SHORT EXERCISE
Write every entry out again exactly, please, and skip the pictures.

>> START

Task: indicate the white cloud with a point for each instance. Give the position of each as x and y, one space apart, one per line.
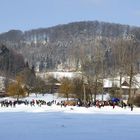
136 13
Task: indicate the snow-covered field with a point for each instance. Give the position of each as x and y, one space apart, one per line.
67 123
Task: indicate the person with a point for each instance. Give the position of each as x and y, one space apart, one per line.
131 106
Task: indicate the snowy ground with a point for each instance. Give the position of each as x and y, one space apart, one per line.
54 122
61 126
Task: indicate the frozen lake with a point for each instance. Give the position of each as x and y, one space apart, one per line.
69 126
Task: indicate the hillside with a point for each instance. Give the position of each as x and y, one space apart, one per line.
63 46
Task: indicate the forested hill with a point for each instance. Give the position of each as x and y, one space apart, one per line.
10 62
62 46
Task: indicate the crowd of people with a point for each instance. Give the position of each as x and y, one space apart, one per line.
79 103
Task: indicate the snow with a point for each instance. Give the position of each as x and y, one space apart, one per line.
56 122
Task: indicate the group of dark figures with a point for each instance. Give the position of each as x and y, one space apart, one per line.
97 103
10 103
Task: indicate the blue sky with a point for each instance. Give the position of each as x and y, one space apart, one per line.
32 14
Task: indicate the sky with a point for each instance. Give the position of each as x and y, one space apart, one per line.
32 14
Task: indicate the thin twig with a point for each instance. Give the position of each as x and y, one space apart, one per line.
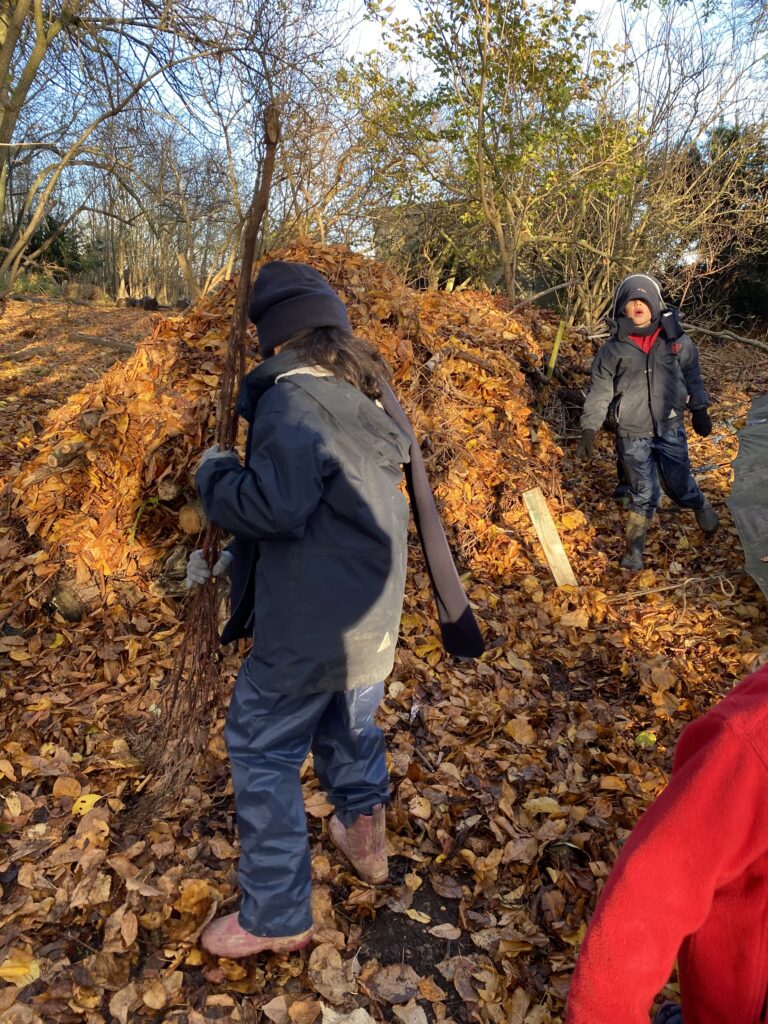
724 578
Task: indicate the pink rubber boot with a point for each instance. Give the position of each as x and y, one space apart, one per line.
225 938
364 844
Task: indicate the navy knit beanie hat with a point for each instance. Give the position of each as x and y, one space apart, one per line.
643 287
290 297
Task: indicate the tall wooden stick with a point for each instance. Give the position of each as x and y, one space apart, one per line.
195 686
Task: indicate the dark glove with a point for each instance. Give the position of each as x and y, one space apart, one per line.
586 444
669 1013
214 452
701 422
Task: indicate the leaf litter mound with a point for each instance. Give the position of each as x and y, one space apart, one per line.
514 778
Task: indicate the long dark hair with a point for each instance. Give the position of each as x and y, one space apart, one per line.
344 355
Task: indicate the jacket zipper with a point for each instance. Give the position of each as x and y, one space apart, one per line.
650 396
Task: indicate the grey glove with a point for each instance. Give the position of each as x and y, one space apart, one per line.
199 571
214 452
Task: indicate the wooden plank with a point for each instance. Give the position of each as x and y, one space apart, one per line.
546 530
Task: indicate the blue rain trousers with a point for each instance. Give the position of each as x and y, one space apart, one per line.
268 735
646 460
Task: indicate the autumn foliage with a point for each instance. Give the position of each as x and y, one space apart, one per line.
514 778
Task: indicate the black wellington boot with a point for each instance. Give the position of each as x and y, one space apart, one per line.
708 519
637 527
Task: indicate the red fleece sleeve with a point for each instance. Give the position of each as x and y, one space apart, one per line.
708 825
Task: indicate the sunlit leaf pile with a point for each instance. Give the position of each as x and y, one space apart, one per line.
514 779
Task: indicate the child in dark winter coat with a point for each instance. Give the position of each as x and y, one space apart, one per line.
642 379
691 884
318 570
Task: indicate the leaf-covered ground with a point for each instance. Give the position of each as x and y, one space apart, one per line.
514 779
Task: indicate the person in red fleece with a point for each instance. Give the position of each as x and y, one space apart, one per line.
690 883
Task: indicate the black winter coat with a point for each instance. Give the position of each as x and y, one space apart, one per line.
643 394
321 529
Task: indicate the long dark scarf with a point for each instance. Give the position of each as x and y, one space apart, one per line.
461 635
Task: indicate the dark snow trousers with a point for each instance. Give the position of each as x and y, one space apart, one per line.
268 735
646 460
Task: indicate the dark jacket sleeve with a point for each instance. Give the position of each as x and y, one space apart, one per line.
600 393
688 358
276 492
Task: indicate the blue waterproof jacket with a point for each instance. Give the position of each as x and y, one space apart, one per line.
321 526
644 394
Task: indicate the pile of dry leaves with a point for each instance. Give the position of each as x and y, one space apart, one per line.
514 778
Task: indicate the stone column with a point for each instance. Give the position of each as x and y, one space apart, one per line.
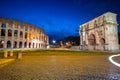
12 42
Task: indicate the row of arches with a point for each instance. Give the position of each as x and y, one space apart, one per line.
3 33
22 45
15 34
92 40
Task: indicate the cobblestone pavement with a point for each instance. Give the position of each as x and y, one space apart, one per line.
47 67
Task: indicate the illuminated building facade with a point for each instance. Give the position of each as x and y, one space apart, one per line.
16 34
100 33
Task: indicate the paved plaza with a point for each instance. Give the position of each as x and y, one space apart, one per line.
61 67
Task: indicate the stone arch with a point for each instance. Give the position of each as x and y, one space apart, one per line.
20 44
21 34
36 45
3 26
29 44
33 45
25 44
3 32
102 41
92 40
9 32
8 44
26 35
1 43
39 45
15 44
15 33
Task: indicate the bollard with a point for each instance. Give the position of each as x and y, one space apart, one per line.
19 56
5 54
11 53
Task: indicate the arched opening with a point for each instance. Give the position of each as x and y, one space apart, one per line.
33 45
15 33
102 41
15 44
9 32
20 45
25 35
36 45
3 26
1 43
39 45
21 34
25 44
8 44
29 45
92 40
2 32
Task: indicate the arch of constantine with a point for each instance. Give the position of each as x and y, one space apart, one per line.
100 33
16 34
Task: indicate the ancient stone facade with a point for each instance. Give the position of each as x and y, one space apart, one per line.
100 33
16 34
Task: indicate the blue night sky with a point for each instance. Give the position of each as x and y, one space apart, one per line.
59 18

>> END

EXERCISE ANSWER
Task: indicate the white cloud with a point for each instance. Give the position of each as x and y, one space apart, one per line.
136 13
Task: indicate the snow-covered field with a point for each instance. Give the position of each as x and y, one space apart, one per line.
67 123
Task: indicate the person with a point for each instance. Give the position of each as x and y, one space apart, one per line.
131 106
Task: indicate the snowy ground with a point for each instance. Give the position of each as x and y, one space apart, one per line.
54 122
61 126
Task: indicate the frozen lake with a point for each instance. Give the position of each as x and y, one space apart, one per line.
69 126
Task: indicate the hillside with a point for each instance. Give the position of each as x and y, one space apart, one per line.
63 46
Task: indicate the forested hill with a point for each instance. Give the position of each as x and y, one space apart, one per line.
10 62
62 46
Task: indicate the crowd of people with a point for each instance. Give the position of each as x and y, one space apart, one per line.
79 103
Task: indicate the snow with a point for each instance. Give the position of each as x and y, one space apart, one per line.
56 122
Task: indicate the group of dark figures with a point for each instance. Give the position of each as x and y, one space apart, one per line.
97 103
10 103
Task: indicate the blue sky with a point for each instance. Give the position of each as x and y, one space apart, one per line.
32 14
Task: indicate the sky with a point for each instance. Give the position of each as x and y, one space apart, one per line.
32 14
Task: indicate the thin twig with a point for each instance. Give the position of each as x and y, one space apart, one per line.
724 578
Task: indicate the pink rubber boot with a point for each instance. Give the position of each as x and y, one space apart, one per line.
225 938
364 844
Task: indicate the navy knit beanie hat with a point for each instance. Give the position of each as x and y, one space apart, one per line.
643 287
290 297
Task: indicate the tall wooden stick with a point for each instance. Give the position of each as x and y, one space apart, one per line.
195 686
Task: indicate the dark glove with a point for each instance. Give the position of each as x and y, one space apart, one per line.
586 444
669 1013
214 452
701 422
Task: indicate the leaf litter mound with a point for each instance. Give the position of each as x and y, one space apart, one per line.
514 778
Task: indicate the long dark hair with a point for each instance. Give the position of each as x and y, one space apart, one per line.
344 355
Task: indicate the jacket zipper with a point for each instance. Give the position of each as x and y, one space apart, one per line.
650 396
Task: indicate the grey glove with a point for each instance. Give the position of each as x and y, one space apart, one per line.
199 571
214 452
Task: indicate the wooden plank with a point for each instance. Give the position of each as x and y, one space apart, one per line.
546 530
Task: indicate the blue rain trousers with a point for each instance. Give the position of each as x and y, one space apart, one per line.
268 735
646 460
Task: indicate the autumn foliage with a point for each instance. Give the position of each as x and y, one space apart, one per line.
514 778
Task: indicate the black wellington boot with a point for each instance. Give the position of each as x and y, one space apart, one per line.
708 519
637 527
Task: indicate the red fleece sleeve with a point for each instance. Give the position of each as x and y, one space apart, one per line.
708 825
Task: indicate the sunlit leaf pile with a point for each instance. Give the position of each as x and y, one space apart, one per line.
514 779
Task: indicate the child in dark winter coat with a point for each instance. Give the position of each as x and y, one space apart, one per line.
642 379
691 884
318 570
Task: indicate the leaf-covered ground with a point for each instance. Give the position of each as x and y, one space apart, one per line.
514 779
Task: indicate the person in red fleece with a point for each instance. Give the position of each as x and y, one space apart, one per line.
690 883
Task: indicate the black winter coat with a point for each instance. Give the position of each as x and y, one space apart, one per line.
643 394
321 529
Task: indicate the long dark scarf with a point for each instance. Give the position of each as x and y, one space apart, one per line.
461 635
Task: indicate the dark snow trousers with a point for each instance. Give the position of each as x and y, one space apart, one per line.
268 735
646 460
Task: indicate the dark jacket sleeve with a point for each instance. Give the position of each as x and y, one space apart, one per line.
600 393
688 358
276 492
Task: indicate the blue waterproof jacket with a point for each instance. Give the position of each as x and y, one space apart, one per line.
321 526
644 394
Task: indicate the pile of dry leaves with a point for each instance. Give the position of each as x and y, one space apart, one per line.
514 778
Task: indicate the stone column with a point for each instance. Give the position of each as x and y, one space apart, one per line.
12 42
Task: indicate the row of arches with a point for each instance. Give the position of each as x and y, one space apart, one per line.
3 33
22 45
15 34
92 40
Task: indicate the cobblestone pavement with a point for each instance. Give the position of each as x and y, one space apart, one per line.
47 67
Task: indicate the illuminated building facade with a point for each instance. Give the position of each as x and y, one space apart, one per line.
16 34
100 33
Task: indicate the paved plaza with a point for each instance. Give the position of each as x and y, one space apart, one per line.
61 67
Task: indicate the stone arch with a point for each instance. Give the position of each as x and y, one space apart, one per line.
20 44
21 34
36 45
3 26
29 44
33 45
25 44
3 32
102 41
92 40
9 32
8 44
26 35
1 43
39 45
15 44
15 33
Task: indicate the bollard with a point for each instance. Give the position of each as x and y, one space apart, one per line.
19 56
5 54
11 53
Task: indicate the arched opening with a point for each instance. Give the position of each as x and y, one space apart, one per line.
33 45
15 33
102 41
15 44
9 32
20 45
25 35
36 45
3 26
1 43
39 45
21 34
25 44
8 44
29 45
92 40
2 32
Task: indicate the arch of constantine with a point for each instance. Give the position of each as x and y, one space apart, one per line.
100 33
16 34
Task: indicate the ancient stone facade with a point for each instance. Give the position of each as x and y, one space apart, one per line.
100 33
16 34
Task: indicate the blue night sky with a point for each instance. Give the position of each as x and y, one space apart, one per line.
59 18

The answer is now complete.